ON THE HIGHER NORMAL FORMS
with Chris Date

 

 

 

From: SB

To: Editor

 

Since I am dealing with relational databases, I come across the 4th and 5th normal forms, which I never believed really existed.  After the visit of Fabian Pascal's Zurich seminar, I bought and read Fabian's PRACTICAL ISSUES IN DATABASE MANAGEMENT and Chris' INTRODUCTION TO DATABASE SYSTEMS. In both the 4th and 5th normal form is presented with the very same examples found in every book, which mentions them.

 

I am very interested in your opinion to the following:

 

On page 390 in INTRODUCTION TO DATABASE SYSTEMS the example for a violation of the 4th normal form is a relation CTX containing course (C), teacher (T), and text (X).  It is said in the text that the relation is “all key”.

 

I doubt that: A key by definition has to be the identifier of something. Something must be accessible ('opened') via this key. Even if we are not interested in (storing) the attribute identified by this key, it must exist, otherwise it makes no sense at all to call something a key. I was not able to find an attribute, which is identified by the triple CTX. So the process of packing the three attributes together into one relation and declaring them as 'key' was senseless and therefore in my opinion wrong from the beginning.

 

In my definition a relation consists of a key and at least one (non-key-member) attribute, functionally dependent on this key. For practical reasons, a relation can consist of a key only (if we are not interested in any real attribute), but it must be shown, that there EXISTS an attribute, which depends on this key. I believe, that with this definition every relation is automatically in 4th normal form.
....................
● **Given task a**: Pull out every line of the records that contains the string "foliage", with case counting.
The letter on higher normal forms and the records come from separate, unrelated sources.

● **Exercise inputs**:
....................
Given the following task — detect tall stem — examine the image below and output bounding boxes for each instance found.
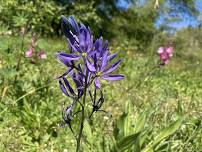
[14,33,25,88]
[76,70,88,152]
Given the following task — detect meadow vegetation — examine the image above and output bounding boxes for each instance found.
[0,0,202,152]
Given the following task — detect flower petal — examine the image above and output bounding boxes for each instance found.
[101,74,125,81]
[57,52,80,63]
[103,60,122,74]
[100,52,108,71]
[86,59,96,72]
[63,77,75,95]
[95,78,101,89]
[59,80,70,97]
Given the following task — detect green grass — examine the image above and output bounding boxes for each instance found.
[0,37,202,152]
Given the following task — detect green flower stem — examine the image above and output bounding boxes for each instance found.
[76,70,88,152]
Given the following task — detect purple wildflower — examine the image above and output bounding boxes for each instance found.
[56,16,124,126]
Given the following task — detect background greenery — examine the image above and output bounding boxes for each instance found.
[0,0,202,152]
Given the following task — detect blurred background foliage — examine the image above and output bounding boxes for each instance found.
[0,0,202,152]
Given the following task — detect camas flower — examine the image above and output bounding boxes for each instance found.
[25,48,34,58]
[37,51,47,59]
[56,16,124,88]
[56,16,124,124]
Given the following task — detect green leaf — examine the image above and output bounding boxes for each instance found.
[135,113,146,132]
[116,132,140,151]
[143,117,183,152]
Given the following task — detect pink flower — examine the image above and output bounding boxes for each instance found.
[166,46,173,57]
[38,51,47,59]
[157,46,173,64]
[25,48,33,58]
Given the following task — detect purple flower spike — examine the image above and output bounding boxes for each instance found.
[57,53,80,61]
[104,60,121,74]
[102,74,125,81]
[56,16,124,126]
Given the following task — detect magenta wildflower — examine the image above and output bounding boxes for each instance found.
[25,48,33,58]
[157,46,173,64]
[56,16,124,127]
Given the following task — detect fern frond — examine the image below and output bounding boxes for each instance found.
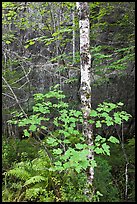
[24,176,48,186]
[7,168,30,181]
[25,187,47,200]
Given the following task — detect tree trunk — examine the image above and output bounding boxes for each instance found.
[76,2,94,188]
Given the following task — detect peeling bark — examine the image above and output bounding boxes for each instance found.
[76,2,94,185]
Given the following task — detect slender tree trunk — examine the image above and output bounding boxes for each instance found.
[72,9,76,64]
[76,2,94,188]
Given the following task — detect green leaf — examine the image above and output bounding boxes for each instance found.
[90,160,97,168]
[23,129,30,137]
[94,147,104,154]
[53,148,62,154]
[90,110,98,117]
[96,120,102,128]
[24,175,47,186]
[29,41,35,45]
[6,40,11,45]
[108,136,119,144]
[75,143,87,149]
[29,124,37,132]
[95,135,103,142]
[117,102,124,106]
[102,143,110,156]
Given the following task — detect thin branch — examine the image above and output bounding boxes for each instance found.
[2,76,28,118]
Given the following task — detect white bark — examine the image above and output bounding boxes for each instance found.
[72,11,76,64]
[76,2,94,185]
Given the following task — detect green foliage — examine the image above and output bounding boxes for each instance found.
[94,156,120,202]
[7,85,131,201]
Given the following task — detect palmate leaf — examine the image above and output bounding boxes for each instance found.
[102,143,110,156]
[108,136,119,144]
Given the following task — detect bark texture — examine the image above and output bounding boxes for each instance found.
[76,2,94,185]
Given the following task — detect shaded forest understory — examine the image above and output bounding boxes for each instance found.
[2,2,135,202]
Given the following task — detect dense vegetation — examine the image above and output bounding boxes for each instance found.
[2,2,135,202]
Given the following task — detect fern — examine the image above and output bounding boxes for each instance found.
[7,168,30,181]
[24,176,47,186]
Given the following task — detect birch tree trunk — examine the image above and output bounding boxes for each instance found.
[76,2,94,188]
[72,9,76,64]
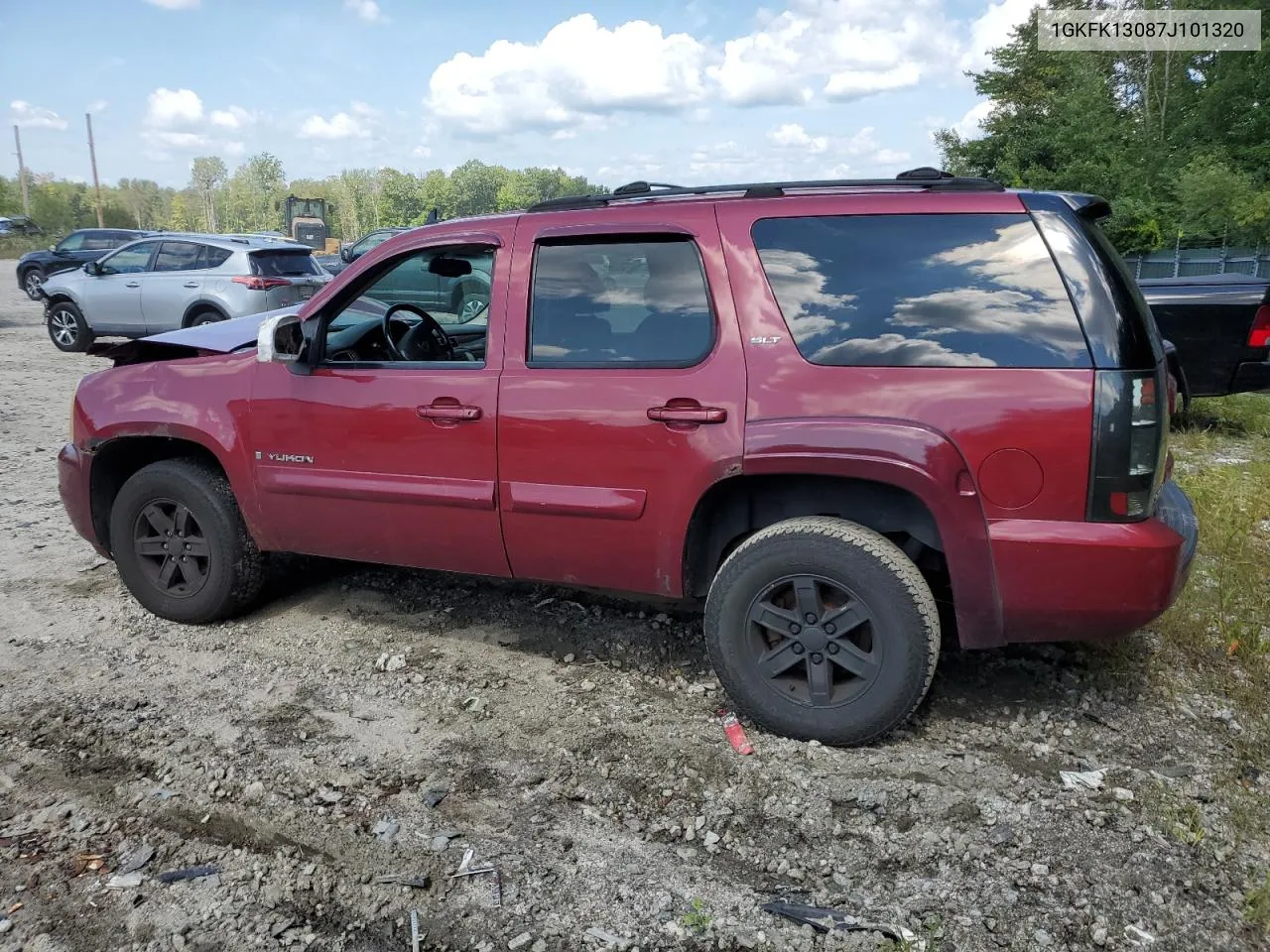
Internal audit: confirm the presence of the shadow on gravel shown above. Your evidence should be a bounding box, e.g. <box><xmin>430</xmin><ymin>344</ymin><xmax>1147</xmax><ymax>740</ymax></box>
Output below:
<box><xmin>239</xmin><ymin>556</ymin><xmax>1149</xmax><ymax>741</ymax></box>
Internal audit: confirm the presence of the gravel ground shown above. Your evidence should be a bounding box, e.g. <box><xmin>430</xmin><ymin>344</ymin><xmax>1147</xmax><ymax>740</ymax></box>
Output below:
<box><xmin>0</xmin><ymin>262</ymin><xmax>1267</xmax><ymax>952</ymax></box>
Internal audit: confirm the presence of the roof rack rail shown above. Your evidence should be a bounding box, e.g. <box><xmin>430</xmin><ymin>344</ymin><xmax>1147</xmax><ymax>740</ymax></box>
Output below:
<box><xmin>527</xmin><ymin>165</ymin><xmax>1006</xmax><ymax>212</ymax></box>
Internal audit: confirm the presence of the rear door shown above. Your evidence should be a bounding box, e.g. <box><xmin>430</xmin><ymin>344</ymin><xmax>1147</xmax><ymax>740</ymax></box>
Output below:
<box><xmin>141</xmin><ymin>241</ymin><xmax>207</xmax><ymax>334</ymax></box>
<box><xmin>498</xmin><ymin>203</ymin><xmax>745</xmax><ymax>597</ymax></box>
<box><xmin>81</xmin><ymin>241</ymin><xmax>160</xmax><ymax>336</ymax></box>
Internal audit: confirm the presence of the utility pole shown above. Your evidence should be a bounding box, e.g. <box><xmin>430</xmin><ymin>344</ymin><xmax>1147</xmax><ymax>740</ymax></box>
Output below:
<box><xmin>83</xmin><ymin>113</ymin><xmax>105</xmax><ymax>228</ymax></box>
<box><xmin>13</xmin><ymin>123</ymin><xmax>31</xmax><ymax>218</ymax></box>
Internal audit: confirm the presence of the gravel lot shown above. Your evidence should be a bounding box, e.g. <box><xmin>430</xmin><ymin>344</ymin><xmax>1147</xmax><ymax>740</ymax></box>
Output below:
<box><xmin>0</xmin><ymin>262</ymin><xmax>1270</xmax><ymax>952</ymax></box>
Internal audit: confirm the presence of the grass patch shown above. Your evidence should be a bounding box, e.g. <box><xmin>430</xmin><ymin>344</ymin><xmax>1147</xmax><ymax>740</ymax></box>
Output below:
<box><xmin>1155</xmin><ymin>394</ymin><xmax>1270</xmax><ymax>770</ymax></box>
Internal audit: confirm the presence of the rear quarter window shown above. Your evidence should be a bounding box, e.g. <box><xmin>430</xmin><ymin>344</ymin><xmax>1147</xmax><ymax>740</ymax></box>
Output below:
<box><xmin>251</xmin><ymin>251</ymin><xmax>321</xmax><ymax>278</ymax></box>
<box><xmin>752</xmin><ymin>214</ymin><xmax>1091</xmax><ymax>367</ymax></box>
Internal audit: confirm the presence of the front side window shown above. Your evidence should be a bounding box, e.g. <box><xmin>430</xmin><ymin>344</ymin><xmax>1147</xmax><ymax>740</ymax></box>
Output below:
<box><xmin>530</xmin><ymin>236</ymin><xmax>715</xmax><ymax>367</ymax></box>
<box><xmin>318</xmin><ymin>246</ymin><xmax>494</xmax><ymax>367</ymax></box>
<box><xmin>101</xmin><ymin>241</ymin><xmax>159</xmax><ymax>274</ymax></box>
<box><xmin>752</xmin><ymin>214</ymin><xmax>1091</xmax><ymax>367</ymax></box>
<box><xmin>154</xmin><ymin>241</ymin><xmax>207</xmax><ymax>272</ymax></box>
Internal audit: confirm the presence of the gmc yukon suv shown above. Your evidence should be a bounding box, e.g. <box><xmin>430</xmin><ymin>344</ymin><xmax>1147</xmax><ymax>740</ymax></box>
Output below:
<box><xmin>59</xmin><ymin>169</ymin><xmax>1197</xmax><ymax>744</ymax></box>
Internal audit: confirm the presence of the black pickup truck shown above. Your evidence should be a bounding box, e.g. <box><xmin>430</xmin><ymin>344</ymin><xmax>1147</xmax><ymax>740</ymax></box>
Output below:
<box><xmin>1138</xmin><ymin>274</ymin><xmax>1270</xmax><ymax>398</ymax></box>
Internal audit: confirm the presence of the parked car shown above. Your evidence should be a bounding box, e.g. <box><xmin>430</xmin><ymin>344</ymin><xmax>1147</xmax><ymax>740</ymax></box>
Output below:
<box><xmin>40</xmin><ymin>235</ymin><xmax>330</xmax><ymax>350</ymax></box>
<box><xmin>18</xmin><ymin>228</ymin><xmax>155</xmax><ymax>300</ymax></box>
<box><xmin>1138</xmin><ymin>274</ymin><xmax>1270</xmax><ymax>396</ymax></box>
<box><xmin>320</xmin><ymin>228</ymin><xmax>409</xmax><ymax>274</ymax></box>
<box><xmin>59</xmin><ymin>169</ymin><xmax>1198</xmax><ymax>744</ymax></box>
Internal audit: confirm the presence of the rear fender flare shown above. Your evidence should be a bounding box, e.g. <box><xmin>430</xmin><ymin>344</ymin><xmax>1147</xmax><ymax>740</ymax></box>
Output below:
<box><xmin>743</xmin><ymin>417</ymin><xmax>1004</xmax><ymax>648</ymax></box>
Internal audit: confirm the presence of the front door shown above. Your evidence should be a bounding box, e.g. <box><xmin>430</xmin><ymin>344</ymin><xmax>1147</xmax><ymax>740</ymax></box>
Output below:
<box><xmin>83</xmin><ymin>241</ymin><xmax>159</xmax><ymax>336</ymax></box>
<box><xmin>499</xmin><ymin>204</ymin><xmax>745</xmax><ymax>597</ymax></box>
<box><xmin>249</xmin><ymin>235</ymin><xmax>511</xmax><ymax>576</ymax></box>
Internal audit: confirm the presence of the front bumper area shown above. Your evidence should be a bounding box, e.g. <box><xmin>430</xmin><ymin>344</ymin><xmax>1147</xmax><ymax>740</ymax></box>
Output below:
<box><xmin>988</xmin><ymin>480</ymin><xmax>1199</xmax><ymax>643</ymax></box>
<box><xmin>58</xmin><ymin>443</ymin><xmax>110</xmax><ymax>558</ymax></box>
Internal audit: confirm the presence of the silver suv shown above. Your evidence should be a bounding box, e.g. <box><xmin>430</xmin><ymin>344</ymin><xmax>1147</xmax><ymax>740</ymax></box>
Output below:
<box><xmin>40</xmin><ymin>234</ymin><xmax>331</xmax><ymax>350</ymax></box>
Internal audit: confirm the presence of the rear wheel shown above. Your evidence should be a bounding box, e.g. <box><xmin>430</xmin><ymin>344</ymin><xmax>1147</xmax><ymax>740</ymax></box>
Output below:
<box><xmin>704</xmin><ymin>517</ymin><xmax>940</xmax><ymax>745</ymax></box>
<box><xmin>22</xmin><ymin>268</ymin><xmax>45</xmax><ymax>300</ymax></box>
<box><xmin>187</xmin><ymin>311</ymin><xmax>225</xmax><ymax>327</ymax></box>
<box><xmin>45</xmin><ymin>300</ymin><xmax>92</xmax><ymax>353</ymax></box>
<box><xmin>110</xmin><ymin>459</ymin><xmax>263</xmax><ymax>623</ymax></box>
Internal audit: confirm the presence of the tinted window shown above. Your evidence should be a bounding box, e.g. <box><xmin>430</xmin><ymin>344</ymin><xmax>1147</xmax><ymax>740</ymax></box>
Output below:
<box><xmin>154</xmin><ymin>241</ymin><xmax>207</xmax><ymax>272</ymax></box>
<box><xmin>251</xmin><ymin>251</ymin><xmax>321</xmax><ymax>278</ymax></box>
<box><xmin>101</xmin><ymin>241</ymin><xmax>159</xmax><ymax>274</ymax></box>
<box><xmin>530</xmin><ymin>239</ymin><xmax>713</xmax><ymax>367</ymax></box>
<box><xmin>753</xmin><ymin>214</ymin><xmax>1089</xmax><ymax>367</ymax></box>
<box><xmin>199</xmin><ymin>245</ymin><xmax>234</xmax><ymax>268</ymax></box>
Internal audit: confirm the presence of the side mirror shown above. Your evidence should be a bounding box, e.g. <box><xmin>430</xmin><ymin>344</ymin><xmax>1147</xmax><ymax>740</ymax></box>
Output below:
<box><xmin>255</xmin><ymin>313</ymin><xmax>305</xmax><ymax>363</ymax></box>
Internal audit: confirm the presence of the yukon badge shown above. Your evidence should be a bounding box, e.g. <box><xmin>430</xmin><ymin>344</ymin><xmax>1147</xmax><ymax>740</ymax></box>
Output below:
<box><xmin>255</xmin><ymin>449</ymin><xmax>314</xmax><ymax>466</ymax></box>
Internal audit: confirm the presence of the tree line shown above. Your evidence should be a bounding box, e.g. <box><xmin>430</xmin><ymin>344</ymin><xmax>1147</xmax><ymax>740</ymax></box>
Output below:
<box><xmin>936</xmin><ymin>0</ymin><xmax>1270</xmax><ymax>251</ymax></box>
<box><xmin>0</xmin><ymin>153</ymin><xmax>608</xmax><ymax>241</ymax></box>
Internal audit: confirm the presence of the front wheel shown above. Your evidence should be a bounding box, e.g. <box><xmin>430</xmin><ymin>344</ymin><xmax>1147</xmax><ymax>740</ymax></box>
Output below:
<box><xmin>22</xmin><ymin>268</ymin><xmax>45</xmax><ymax>300</ymax></box>
<box><xmin>110</xmin><ymin>459</ymin><xmax>263</xmax><ymax>625</ymax></box>
<box><xmin>46</xmin><ymin>300</ymin><xmax>92</xmax><ymax>353</ymax></box>
<box><xmin>704</xmin><ymin>517</ymin><xmax>940</xmax><ymax>745</ymax></box>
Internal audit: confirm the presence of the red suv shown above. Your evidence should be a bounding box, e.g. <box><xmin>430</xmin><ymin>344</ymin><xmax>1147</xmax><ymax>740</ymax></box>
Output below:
<box><xmin>59</xmin><ymin>169</ymin><xmax>1197</xmax><ymax>744</ymax></box>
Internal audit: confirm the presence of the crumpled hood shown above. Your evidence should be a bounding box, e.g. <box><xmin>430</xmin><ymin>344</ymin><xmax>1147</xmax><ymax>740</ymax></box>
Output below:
<box><xmin>142</xmin><ymin>304</ymin><xmax>300</xmax><ymax>354</ymax></box>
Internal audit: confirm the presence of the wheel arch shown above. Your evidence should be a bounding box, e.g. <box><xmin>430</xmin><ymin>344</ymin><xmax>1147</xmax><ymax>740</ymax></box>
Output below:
<box><xmin>89</xmin><ymin>434</ymin><xmax>241</xmax><ymax>552</ymax></box>
<box><xmin>181</xmin><ymin>298</ymin><xmax>230</xmax><ymax>327</ymax></box>
<box><xmin>684</xmin><ymin>420</ymin><xmax>1004</xmax><ymax>648</ymax></box>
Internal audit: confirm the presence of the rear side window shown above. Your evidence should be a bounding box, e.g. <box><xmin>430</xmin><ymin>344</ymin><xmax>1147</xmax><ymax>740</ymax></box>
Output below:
<box><xmin>752</xmin><ymin>214</ymin><xmax>1089</xmax><ymax>367</ymax></box>
<box><xmin>151</xmin><ymin>241</ymin><xmax>202</xmax><ymax>272</ymax></box>
<box><xmin>251</xmin><ymin>251</ymin><xmax>321</xmax><ymax>278</ymax></box>
<box><xmin>530</xmin><ymin>239</ymin><xmax>713</xmax><ymax>367</ymax></box>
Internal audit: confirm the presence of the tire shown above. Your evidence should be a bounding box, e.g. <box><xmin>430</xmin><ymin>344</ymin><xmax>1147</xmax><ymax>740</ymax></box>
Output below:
<box><xmin>704</xmin><ymin>517</ymin><xmax>940</xmax><ymax>747</ymax></box>
<box><xmin>110</xmin><ymin>459</ymin><xmax>264</xmax><ymax>625</ymax></box>
<box><xmin>45</xmin><ymin>300</ymin><xmax>92</xmax><ymax>354</ymax></box>
<box><xmin>186</xmin><ymin>308</ymin><xmax>225</xmax><ymax>327</ymax></box>
<box><xmin>22</xmin><ymin>268</ymin><xmax>45</xmax><ymax>300</ymax></box>
<box><xmin>450</xmin><ymin>285</ymin><xmax>489</xmax><ymax>323</ymax></box>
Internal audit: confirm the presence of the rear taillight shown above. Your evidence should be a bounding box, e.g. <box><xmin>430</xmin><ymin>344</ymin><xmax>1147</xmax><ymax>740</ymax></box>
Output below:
<box><xmin>1088</xmin><ymin>371</ymin><xmax>1169</xmax><ymax>522</ymax></box>
<box><xmin>234</xmin><ymin>274</ymin><xmax>291</xmax><ymax>291</ymax></box>
<box><xmin>1248</xmin><ymin>304</ymin><xmax>1270</xmax><ymax>346</ymax></box>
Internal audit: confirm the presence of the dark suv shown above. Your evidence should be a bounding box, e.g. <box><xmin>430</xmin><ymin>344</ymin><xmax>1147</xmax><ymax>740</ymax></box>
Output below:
<box><xmin>59</xmin><ymin>169</ymin><xmax>1198</xmax><ymax>744</ymax></box>
<box><xmin>18</xmin><ymin>228</ymin><xmax>155</xmax><ymax>300</ymax></box>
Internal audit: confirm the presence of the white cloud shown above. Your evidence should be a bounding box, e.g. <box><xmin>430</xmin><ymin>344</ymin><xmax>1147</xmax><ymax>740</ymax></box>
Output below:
<box><xmin>427</xmin><ymin>14</ymin><xmax>706</xmax><ymax>135</ymax></box>
<box><xmin>145</xmin><ymin>87</ymin><xmax>203</xmax><ymax>128</ymax></box>
<box><xmin>961</xmin><ymin>0</ymin><xmax>1038</xmax><ymax>69</ymax></box>
<box><xmin>210</xmin><ymin>105</ymin><xmax>255</xmax><ymax>130</ymax></box>
<box><xmin>344</xmin><ymin>0</ymin><xmax>389</xmax><ymax>23</ymax></box>
<box><xmin>708</xmin><ymin>0</ymin><xmax>960</xmax><ymax>105</ymax></box>
<box><xmin>9</xmin><ymin>99</ymin><xmax>66</xmax><ymax>130</ymax></box>
<box><xmin>300</xmin><ymin>113</ymin><xmax>371</xmax><ymax>140</ymax></box>
<box><xmin>952</xmin><ymin>99</ymin><xmax>997</xmax><ymax>139</ymax></box>
<box><xmin>767</xmin><ymin>122</ymin><xmax>829</xmax><ymax>154</ymax></box>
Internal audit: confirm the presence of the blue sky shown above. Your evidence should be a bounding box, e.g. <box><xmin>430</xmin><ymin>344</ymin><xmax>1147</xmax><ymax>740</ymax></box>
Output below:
<box><xmin>0</xmin><ymin>0</ymin><xmax>1033</xmax><ymax>185</ymax></box>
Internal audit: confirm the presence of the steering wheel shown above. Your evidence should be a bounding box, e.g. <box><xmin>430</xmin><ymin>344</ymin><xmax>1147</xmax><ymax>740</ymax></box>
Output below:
<box><xmin>381</xmin><ymin>303</ymin><xmax>454</xmax><ymax>361</ymax></box>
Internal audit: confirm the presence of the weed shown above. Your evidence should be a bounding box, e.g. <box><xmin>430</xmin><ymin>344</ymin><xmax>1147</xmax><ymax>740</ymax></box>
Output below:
<box><xmin>680</xmin><ymin>898</ymin><xmax>712</xmax><ymax>933</ymax></box>
<box><xmin>1243</xmin><ymin>871</ymin><xmax>1270</xmax><ymax>935</ymax></box>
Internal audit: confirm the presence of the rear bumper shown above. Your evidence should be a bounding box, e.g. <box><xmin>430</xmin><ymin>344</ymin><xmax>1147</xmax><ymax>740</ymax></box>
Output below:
<box><xmin>1230</xmin><ymin>361</ymin><xmax>1270</xmax><ymax>394</ymax></box>
<box><xmin>58</xmin><ymin>443</ymin><xmax>110</xmax><ymax>558</ymax></box>
<box><xmin>988</xmin><ymin>481</ymin><xmax>1199</xmax><ymax>641</ymax></box>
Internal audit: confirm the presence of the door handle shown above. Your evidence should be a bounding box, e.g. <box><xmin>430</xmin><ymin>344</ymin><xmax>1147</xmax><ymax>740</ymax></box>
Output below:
....................
● **Given task b**: Reproduce the letter on higher normal forms in full, word for word.

● **Written answer a**:
Given the following task — detect blurred background foliage — examine the image above and output bounding boxes for each instance found.
Given the following task — detect green foliage — examine the image above and output bounding boxes for each instance found.

● **Written answer b**:
ON THE HIGHER NORMAL FORMS
with Chris Date

 

 

 

From: SB

To: Editor

 

Since I am dealing with relational databases, I come across the 4th and 5th normal forms, which I never believed really existed.  After the visit of Fabian Pascal's Zurich seminar, I bought and read Fabian's PRACTICAL ISSUES IN DATABASE MANAGEMENT and Chris' INTRODUCTION TO DATABASE SYSTEMS. In both the 4th and 5th normal form is presented with the very same examples found in every book, which mentions them.

 

I am very interested in your opinion to the following:

 

On page 390 in INTRODUCTION TO DATABASE SYSTEMS the example for a violation of the 4th normal form is a relation CTX containing course (C), teacher (T), and text (X).  It is said in the text that the relation is “all key”.

 

I doubt that: A key by definition has to be the identifier of something. Something must be accessible ('opened') via this key. Even if we are not interested in (storing) the attribute identified by this key, it must exist, otherwise it makes no sense at all to call something a key. I was not able to find an attribute, which is identified by the triple CTX. So the process of packing the three attributes together into one relation and declaring them as 'key' was senseless and therefore in my opinion wrong from the beginning.

 

In my definition a relation consists of a key and at least one (non-key-member) attribute, functionally dependent on this key. For practical reasons, a relation can consist of a key only (if we are not interested in any real attribute), but it must be shown, that there EXISTS an attribute, which depends on this key. I believe, that with this definition every relation is automatically in 4th normal form.